Figure 6 SomeFantasticFunction Examined with IDA

Figure 6 SomeFantasticFunction Examined with IDA

List 2 Stolen Function Code

typedef ULONG (*SFFT)(ULONG Q);
ULONG SomeFantasticFunction(ULONG Q)
{
    UCHAR code[] =  "\x55\x8b\xec\x81\xec\xcc\x00\x00\x00"
                    "\x53\x56\x57\x8d\x8d\x34\xff\xff\xff"
                    "\xb9\x33\x00\x00\x00\xb8\xcc\xcc\xcc\xcc"
                    "\xf3\xab\x8b\x45\x08\xc1\xe8\x0d\x6b\xc0\x22"
                    "\x05\x25\x06\x00\x00\x89\x45\xf8\x8b\x45\xf8"
                    "\x5f\x5e\x5b\x8b\xe5\x5d\xc3";

    PVOID cptr = VirtualAlloc(NULL
                                , sizeof(code)
                                , MEM_COMMIT | MEM_RESERVE
                                , PAGE_EXECUTE_READWRITE);
    if(cptr)
    {
        memcpy(cptr, code, sizeof(code));
        SFFT sfft = (SFFT) cptr;
        ULONG R = sfft(Q);
        VirtualFree(cptr, 0, MEM_FREE);
        return R;
    }

    return 0;
}

Integrity Checks

The counteroffensive of the security industry after the theft of E has led to the implementation of integrity checks. As the name implies, this involves examining the client content to determine its authenticity and whether any tampering has occurred. If previous key authentication was like asking a question about a memory only known between loved ones, then this would be akin to asking about the unique physical characteristics of a loved one.

Figure 7 illustrates the communication structure for such a case. The server sends a random value, Q, and the client inputs this value along with the client program itself into the hash function H. The function H then calculates the hash value for the part marked as Q in the client and stores it in R. The server uses the obtained hash value to determine whether the client has been tampered with or not.

• Records supplied:
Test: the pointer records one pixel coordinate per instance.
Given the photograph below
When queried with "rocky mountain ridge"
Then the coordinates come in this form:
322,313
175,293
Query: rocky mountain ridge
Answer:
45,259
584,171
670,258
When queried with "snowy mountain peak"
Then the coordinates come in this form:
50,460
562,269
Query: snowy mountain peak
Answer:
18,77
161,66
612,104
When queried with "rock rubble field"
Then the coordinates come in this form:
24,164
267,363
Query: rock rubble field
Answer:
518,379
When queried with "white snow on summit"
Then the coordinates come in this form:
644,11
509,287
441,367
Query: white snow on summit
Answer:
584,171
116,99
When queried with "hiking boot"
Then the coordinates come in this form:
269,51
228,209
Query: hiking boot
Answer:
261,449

• Problems and tasks:
a. From the stolen function code, list each flag constant with an underscore in its name that is passed to VirtualAlloc or VirtualFree.
b. Gather every line of the records that contains the string "snowy".

• Task-by-task results:
a.
MEM_COMMIT
MEM_RESERVE
PAGE_EXECUTE_READWRITE
MEM_FREE

b.
When queried with "snowy mountain peak"
Query: snowy mountain peak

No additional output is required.